- [INSTRUCTIONS FOR THE TASK]: Rewrite all of the items below as a numbered list, omitting any blank lines.

[Stored data]
◇ ◇ ◇ ◇
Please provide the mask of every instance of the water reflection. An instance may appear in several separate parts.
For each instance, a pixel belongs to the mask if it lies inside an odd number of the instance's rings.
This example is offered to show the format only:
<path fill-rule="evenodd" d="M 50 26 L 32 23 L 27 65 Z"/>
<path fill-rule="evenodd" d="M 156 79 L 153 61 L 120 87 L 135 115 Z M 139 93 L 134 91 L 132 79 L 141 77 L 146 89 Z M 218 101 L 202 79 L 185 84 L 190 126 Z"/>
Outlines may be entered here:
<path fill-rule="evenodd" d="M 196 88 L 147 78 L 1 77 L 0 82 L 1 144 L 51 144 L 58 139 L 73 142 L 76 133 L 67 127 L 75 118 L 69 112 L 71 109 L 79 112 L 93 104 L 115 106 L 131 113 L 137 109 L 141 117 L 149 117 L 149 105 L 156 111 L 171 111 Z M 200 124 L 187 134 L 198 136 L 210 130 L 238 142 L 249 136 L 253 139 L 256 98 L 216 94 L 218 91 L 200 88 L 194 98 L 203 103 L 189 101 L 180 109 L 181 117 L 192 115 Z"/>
◇ ◇ ◇ ◇
- [RESULT FOR THIS EXERCISE]:
1. Please provide the mask of every instance of the water reflection. An instance may appear in several separate parts.
2. For each instance, a pixel belongs to the mask if it lies inside an odd number of the instance's rings.
3. This example is offered to show the format only:
4. <path fill-rule="evenodd" d="M 50 26 L 32 23 L 27 65 Z"/>
5. <path fill-rule="evenodd" d="M 156 79 L 153 61 L 120 87 L 135 115 Z M 139 93 L 134 91 L 132 79 L 141 77 L 146 89 Z M 218 101 L 202 79 L 185 84 L 190 126 Z"/>
6. Outlines may be entered here:
7. <path fill-rule="evenodd" d="M 196 88 L 147 78 L 1 77 L 0 82 L 1 144 L 51 144 L 58 139 L 73 142 L 76 133 L 67 127 L 75 118 L 69 112 L 71 109 L 79 112 L 93 104 L 115 106 L 131 113 L 137 109 L 141 117 L 149 117 L 149 105 L 156 111 L 171 111 Z M 200 124 L 187 134 L 198 136 L 210 130 L 238 142 L 249 136 L 253 139 L 256 98 L 216 94 L 218 91 L 200 88 L 194 98 L 203 103 L 189 101 L 180 109 L 181 117 L 192 115 Z"/>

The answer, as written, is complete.